TEXT EXCERPT:
A retired British Rail employee has secured £125,000 in compensation from his former employer after being diagnosed with the asbestos-related cancer mesothelioma.
The former fitter and electrician worked for British Rail at its Upperby and Kingsmoor depots in Carlisle between 1959 and 1993. He carried out various jobs, initially working as an electrician, then as a dual-trained fitter, then as an inspector of rolling stock and lastly as a depot supervisor.
In the early days of his employment, he worked in close proximity to the area where steam locomotives were repaired. The engines' boilers and fireboxes were lagged with blue asbestos, which had to be removed in order to carry out maintenance work on the pipes. The asbestos lagging, which was dry and brittle owing to its exposure to extreme heat, was left on the shed floor, with cleaners only periodically sweeping it up, so workers trampled on it as they carried out repairs. Asbestos fibres can be 50 to 200 times thinner than a human hair, are often invisible to the human eye and can float in the air for long periods, so can easily be breathed into the lungs.

WORK ORDER 1:
Could you extract the passage of the asbestos compensation article that opens with the words containing "In the early" and closes with "into the lungs."?
WORK ORDER 2:
What would come next in the asbestos compensation article? Continue it from its last sentence.
The entries are separate material with no connection to the asbestos compensation article.

SUPPLIED INFORMATION:

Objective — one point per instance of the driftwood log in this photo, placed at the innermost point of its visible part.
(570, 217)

--

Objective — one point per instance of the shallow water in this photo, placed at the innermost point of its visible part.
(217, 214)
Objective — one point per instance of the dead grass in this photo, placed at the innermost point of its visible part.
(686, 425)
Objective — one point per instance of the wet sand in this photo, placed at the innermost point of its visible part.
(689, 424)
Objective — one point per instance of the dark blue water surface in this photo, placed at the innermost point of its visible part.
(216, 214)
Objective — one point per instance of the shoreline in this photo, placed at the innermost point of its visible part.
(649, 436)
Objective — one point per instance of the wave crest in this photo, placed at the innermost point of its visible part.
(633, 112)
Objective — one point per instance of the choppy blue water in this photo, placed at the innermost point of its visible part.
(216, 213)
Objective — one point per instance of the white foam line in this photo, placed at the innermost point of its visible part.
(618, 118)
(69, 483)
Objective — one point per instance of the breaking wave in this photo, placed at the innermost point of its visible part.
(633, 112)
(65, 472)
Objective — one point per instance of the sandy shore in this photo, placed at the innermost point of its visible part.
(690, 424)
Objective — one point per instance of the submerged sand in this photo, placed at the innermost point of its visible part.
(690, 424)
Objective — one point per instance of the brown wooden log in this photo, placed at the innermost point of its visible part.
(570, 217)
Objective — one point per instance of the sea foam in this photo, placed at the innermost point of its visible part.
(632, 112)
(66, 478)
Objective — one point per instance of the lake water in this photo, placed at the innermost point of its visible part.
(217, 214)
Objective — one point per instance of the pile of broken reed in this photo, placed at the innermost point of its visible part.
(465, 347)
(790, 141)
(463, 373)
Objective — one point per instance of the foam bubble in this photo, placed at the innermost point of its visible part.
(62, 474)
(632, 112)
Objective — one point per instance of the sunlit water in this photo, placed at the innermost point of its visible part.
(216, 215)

---

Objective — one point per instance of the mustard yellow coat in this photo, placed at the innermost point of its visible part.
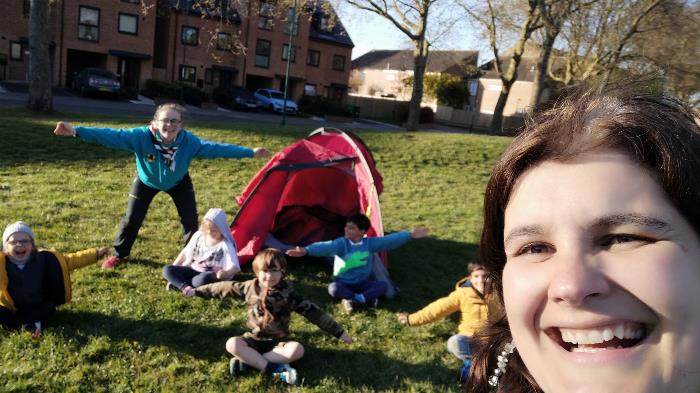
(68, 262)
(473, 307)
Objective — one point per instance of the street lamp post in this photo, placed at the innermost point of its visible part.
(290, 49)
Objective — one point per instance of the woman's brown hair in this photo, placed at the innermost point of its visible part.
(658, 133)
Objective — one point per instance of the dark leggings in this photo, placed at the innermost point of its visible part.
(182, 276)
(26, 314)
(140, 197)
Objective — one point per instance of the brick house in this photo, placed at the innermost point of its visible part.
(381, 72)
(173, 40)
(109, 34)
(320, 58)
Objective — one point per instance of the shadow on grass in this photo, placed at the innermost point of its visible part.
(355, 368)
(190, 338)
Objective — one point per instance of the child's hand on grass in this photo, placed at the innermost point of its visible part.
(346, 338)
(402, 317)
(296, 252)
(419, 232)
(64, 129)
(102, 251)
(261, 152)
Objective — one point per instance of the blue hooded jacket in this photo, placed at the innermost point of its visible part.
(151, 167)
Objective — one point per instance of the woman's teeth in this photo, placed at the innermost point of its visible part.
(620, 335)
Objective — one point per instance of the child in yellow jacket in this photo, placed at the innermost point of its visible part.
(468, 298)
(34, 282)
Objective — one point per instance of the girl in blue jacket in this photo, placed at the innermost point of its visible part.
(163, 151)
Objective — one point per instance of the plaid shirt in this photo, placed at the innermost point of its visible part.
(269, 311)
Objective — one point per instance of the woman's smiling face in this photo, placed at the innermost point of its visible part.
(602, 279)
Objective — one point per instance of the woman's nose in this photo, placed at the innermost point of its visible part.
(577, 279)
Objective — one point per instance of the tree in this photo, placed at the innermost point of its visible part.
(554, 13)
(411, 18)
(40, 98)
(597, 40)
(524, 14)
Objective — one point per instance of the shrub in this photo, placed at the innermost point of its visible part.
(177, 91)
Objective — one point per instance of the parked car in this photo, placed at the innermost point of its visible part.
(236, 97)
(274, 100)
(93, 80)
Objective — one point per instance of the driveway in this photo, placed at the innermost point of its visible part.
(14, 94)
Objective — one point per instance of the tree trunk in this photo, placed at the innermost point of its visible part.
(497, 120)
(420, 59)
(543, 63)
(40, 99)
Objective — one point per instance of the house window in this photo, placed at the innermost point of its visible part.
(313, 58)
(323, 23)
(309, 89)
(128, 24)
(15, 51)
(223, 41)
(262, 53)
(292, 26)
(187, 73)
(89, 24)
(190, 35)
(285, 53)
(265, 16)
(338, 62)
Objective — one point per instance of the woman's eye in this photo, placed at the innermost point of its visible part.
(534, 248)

EXPECTED OUTPUT 1:
In the early days of his employment, he worked in close proximity to the area where steam locomotives were repaired. The engines' boilers and fireboxes were lagged with blue asbestos, which had to be removed in order to carry out maintenance work on the pipes. The asbestos lagging, which was dry and brittle owing to its exposure to extreme heat, was left on the shed floor, with cleaners only periodically sweeping it up, so workers trampled on it as they carried out repairs. Asbestos fibres can be 50 to 200 times thinner than a human hair, are often invisible to the human eye and can float in the air for long periods, so can easily be breathed into the lungs.

EXPECTED OUTPUT 2:
Later on, the man came into contact with asbestos when he worked on diesel locomotives. He used to stand in an inspection pit in order to work on the units. There was a thick layer of blue asbestos between the engine and the frame of the unit. This had to be moved to enable him to work on the cables and pipes. Sometimes he would cut away sections of the asbestos and it would fall to the floor, causing a lot of dust. He often spent hours working in such conditions.
He subsequently worked on the exhaust pipes of the diesel locomotives, which were wrapped around with white asbestos rope. The pipes were situated inside, on top of the engine, and often had to be removed in order to carry out the required maintenance work. This necessitated working in a confined space and the asbestos rope was brittle and easily disintegrated.
At no time was he warned about the potential dangers involved in handling or working in the proximity of asbestos and no protective equipment was provided.
When asbestos fibres enter the body, they can cause healthy cells to mutate into cancerous cells. These can lie dormant for many years before a victim shows any signs of illness. By the time mesothelioma is diagnosed, the survival rate is poor, with around 75 per cent of sufferers dying within one year of diagnosis. It is therefore vital that compensation is paid to those affected at the earliest possible time.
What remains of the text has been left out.